Task to complete. From the records below, copy each line in which the string "foliage" occurs.

────────────────

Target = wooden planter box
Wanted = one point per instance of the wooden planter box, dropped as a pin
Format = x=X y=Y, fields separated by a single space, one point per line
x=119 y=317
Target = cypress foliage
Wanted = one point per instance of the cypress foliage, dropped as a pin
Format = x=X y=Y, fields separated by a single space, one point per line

────────────────

Answer section.
Target = cypress foliage
Wanted = one point per instance of the cypress foliage, dropped as a pin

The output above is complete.